Task: How many lines in the data below contain the string "stanchion"? Reply with only the number.

(Position identification records)
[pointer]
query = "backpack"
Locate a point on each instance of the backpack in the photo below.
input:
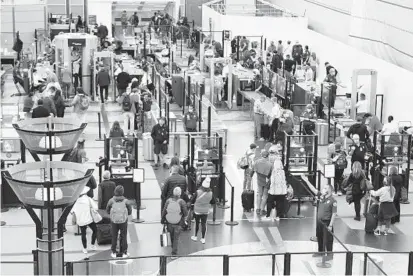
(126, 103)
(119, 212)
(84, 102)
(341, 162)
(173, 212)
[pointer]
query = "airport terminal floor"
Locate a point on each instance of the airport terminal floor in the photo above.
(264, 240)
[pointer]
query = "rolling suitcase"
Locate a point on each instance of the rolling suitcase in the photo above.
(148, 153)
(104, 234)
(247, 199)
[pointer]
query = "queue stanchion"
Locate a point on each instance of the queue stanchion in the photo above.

* * *

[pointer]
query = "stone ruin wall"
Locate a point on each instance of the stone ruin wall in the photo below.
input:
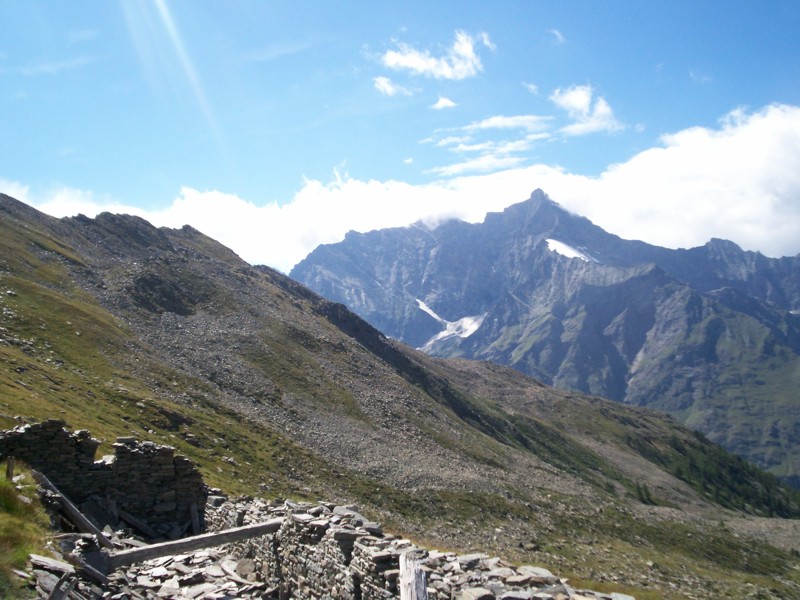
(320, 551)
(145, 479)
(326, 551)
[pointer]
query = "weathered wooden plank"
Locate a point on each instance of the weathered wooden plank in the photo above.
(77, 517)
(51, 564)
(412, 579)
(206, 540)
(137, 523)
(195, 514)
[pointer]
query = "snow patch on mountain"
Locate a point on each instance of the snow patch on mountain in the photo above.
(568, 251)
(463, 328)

--

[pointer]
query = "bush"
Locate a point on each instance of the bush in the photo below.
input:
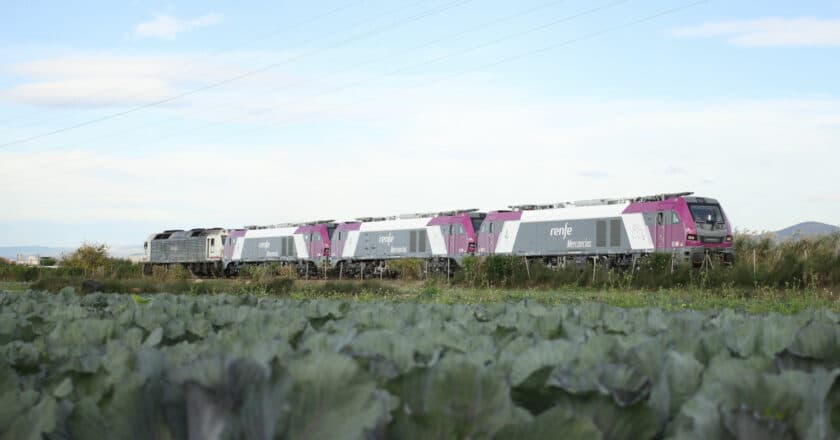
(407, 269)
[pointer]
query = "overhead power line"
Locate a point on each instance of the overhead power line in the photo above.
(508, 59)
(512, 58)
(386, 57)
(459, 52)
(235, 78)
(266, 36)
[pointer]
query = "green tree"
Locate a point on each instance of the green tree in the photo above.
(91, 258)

Task response: 2